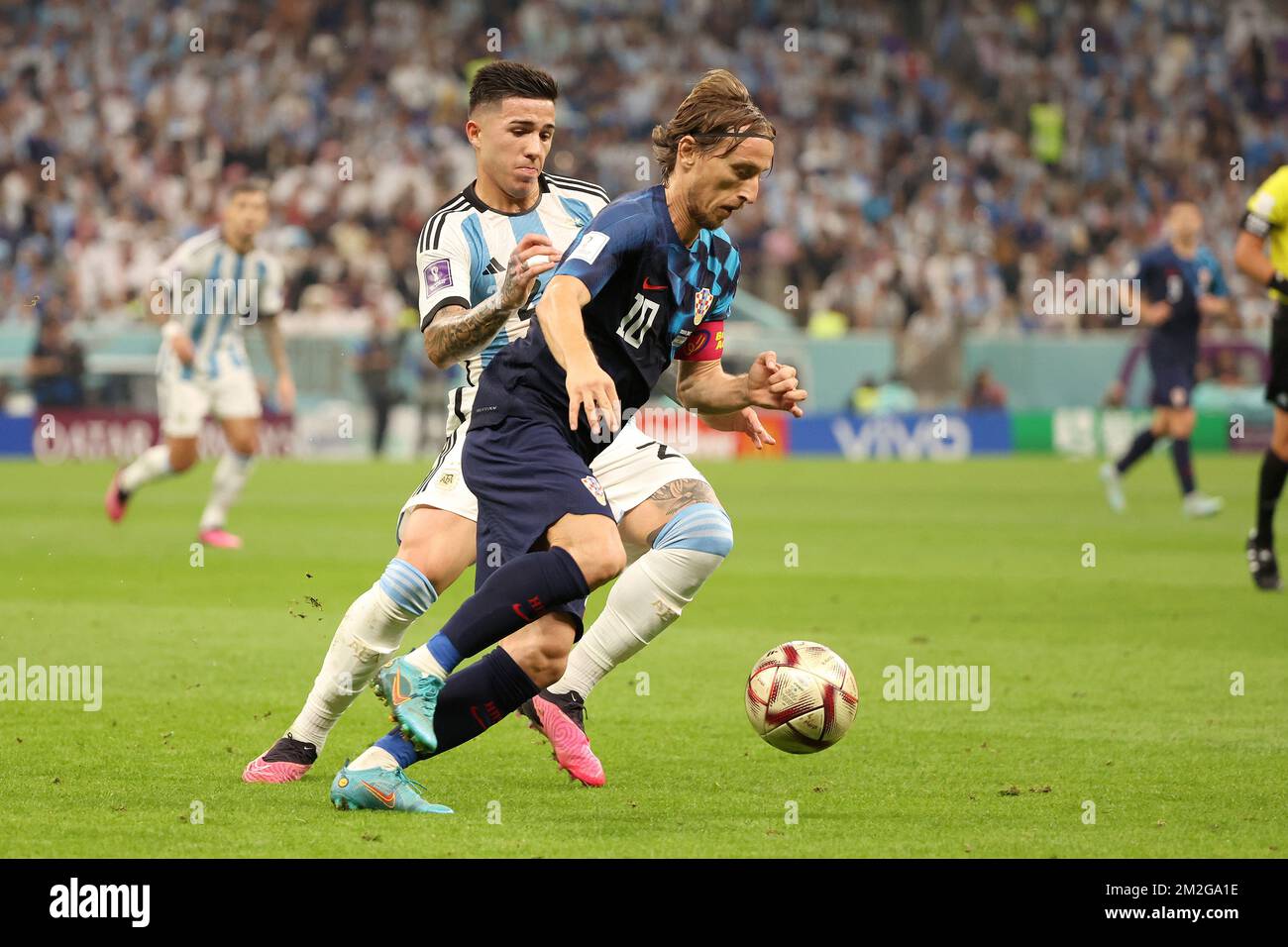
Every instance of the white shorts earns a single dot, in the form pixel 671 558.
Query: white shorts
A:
pixel 185 402
pixel 630 471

============

> **EXERCISE**:
Extract every line of the material above without changing a word, and leave the picture out.

> **WRITTEN ANSWER**:
Every instance of the white shorts earns a single dot, in the form pixel 671 558.
Query: white shorts
A:
pixel 185 402
pixel 630 471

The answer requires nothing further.